> _ABOUT THIS EXERCISE_
Can you arrange every line of the items below as a Markdown table with two columns, Row and Line, numbering each row and leaving out blank lines?

--- INPUT DATA Enclosed Below ---

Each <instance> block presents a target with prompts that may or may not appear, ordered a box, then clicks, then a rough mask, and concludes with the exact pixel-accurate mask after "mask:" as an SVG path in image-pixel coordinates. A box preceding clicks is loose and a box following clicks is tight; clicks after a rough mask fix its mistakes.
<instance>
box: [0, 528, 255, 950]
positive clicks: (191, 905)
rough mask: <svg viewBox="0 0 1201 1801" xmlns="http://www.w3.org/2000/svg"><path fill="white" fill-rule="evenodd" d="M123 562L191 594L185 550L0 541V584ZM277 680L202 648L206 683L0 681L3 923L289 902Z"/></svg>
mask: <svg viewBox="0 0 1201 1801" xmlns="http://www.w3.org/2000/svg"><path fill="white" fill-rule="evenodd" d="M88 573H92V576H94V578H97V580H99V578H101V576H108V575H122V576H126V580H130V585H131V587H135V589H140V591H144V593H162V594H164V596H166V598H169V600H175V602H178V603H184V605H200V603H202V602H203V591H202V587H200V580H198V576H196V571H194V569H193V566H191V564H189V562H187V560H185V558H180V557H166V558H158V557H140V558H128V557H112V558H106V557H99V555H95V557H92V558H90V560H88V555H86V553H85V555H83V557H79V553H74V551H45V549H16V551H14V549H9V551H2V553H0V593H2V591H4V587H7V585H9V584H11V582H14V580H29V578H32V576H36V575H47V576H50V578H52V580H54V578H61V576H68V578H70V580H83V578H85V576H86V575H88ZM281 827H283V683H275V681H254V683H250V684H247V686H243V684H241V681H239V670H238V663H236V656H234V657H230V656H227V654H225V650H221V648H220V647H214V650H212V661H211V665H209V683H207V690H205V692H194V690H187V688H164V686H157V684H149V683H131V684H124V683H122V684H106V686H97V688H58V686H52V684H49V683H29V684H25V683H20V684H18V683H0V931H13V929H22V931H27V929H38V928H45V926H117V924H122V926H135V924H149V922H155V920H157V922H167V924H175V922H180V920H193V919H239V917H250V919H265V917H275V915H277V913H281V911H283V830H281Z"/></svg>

--- End of Enclosed INPUT DATA ---

> _EXPECTED ANSWER_
| Row | Line |
|---|---|
| 1 | Each <instance> block presents a target with prompts that may or may not appear, ordered a box, then clicks, then a rough mask, and concludes with the exact pixel-accurate mask after "mask:" as an SVG path in image-pixel coordinates. A box preceding clicks is loose and a box following clicks is tight; clicks after a rough mask fix its mistakes. |
| 2 | <instance> |
| 3 | box: [0, 528, 255, 950] |
| 4 | positive clicks: (191, 905) |
| 5 | rough mask: <svg viewBox="0 0 1201 1801" xmlns="http://www.w3.org/2000/svg"><path fill="white" fill-rule="evenodd" d="M123 562L191 594L185 550L0 541V584ZM277 680L202 648L206 683L0 681L3 923L289 902Z"/></svg> |
| 6 | mask: <svg viewBox="0 0 1201 1801" xmlns="http://www.w3.org/2000/svg"><path fill="white" fill-rule="evenodd" d="M88 573H92V576H94V578H97V580H99V578H101V576H108V575H122V576H126V580H130V585H131V587H135V589H140V591H144V593H162V594H164V596H166V598H169V600H175V602H178V603H184V605H200V603H202V602H203V591H202V587H200V580H198V576H196V571H194V569H193V566H191V564H189V562H187V560H185V558H180V557H166V558H158V557H140V558H128V557H112V558H106V557H99V555H95V557H92V558H90V560H88V555H86V553H85V555H83V557H79V553H74V551H45V549H16V551H14V549H9V551H2V553H0V593H2V591H4V587H7V585H9V584H11V582H14V580H29V578H32V576H36V575H47V576H50V578H52V580H54V578H61V576H68V578H70V580H83V578H85V576H86V575H88ZM281 827H283V683H275V681H254V683H250V684H247V686H243V684H241V681H239V670H238V663H236V656H234V657H230V656H227V654H225V650H221V648H220V647H214V650H212V661H211V665H209V683H207V690H205V692H194V690H187V688H164V686H157V684H149V683H131V684H124V683H122V684H106V686H97V688H58V686H52V684H49V683H29V684H25V683H20V684H18V683H0V931H13V929H22V931H27V929H38V928H45V926H117V924H122V926H135V924H149V922H155V920H157V922H167V924H175V922H180V920H193V919H239V917H250V919H265V917H275V915H277V913H281V911H283V830H281Z"/></svg> |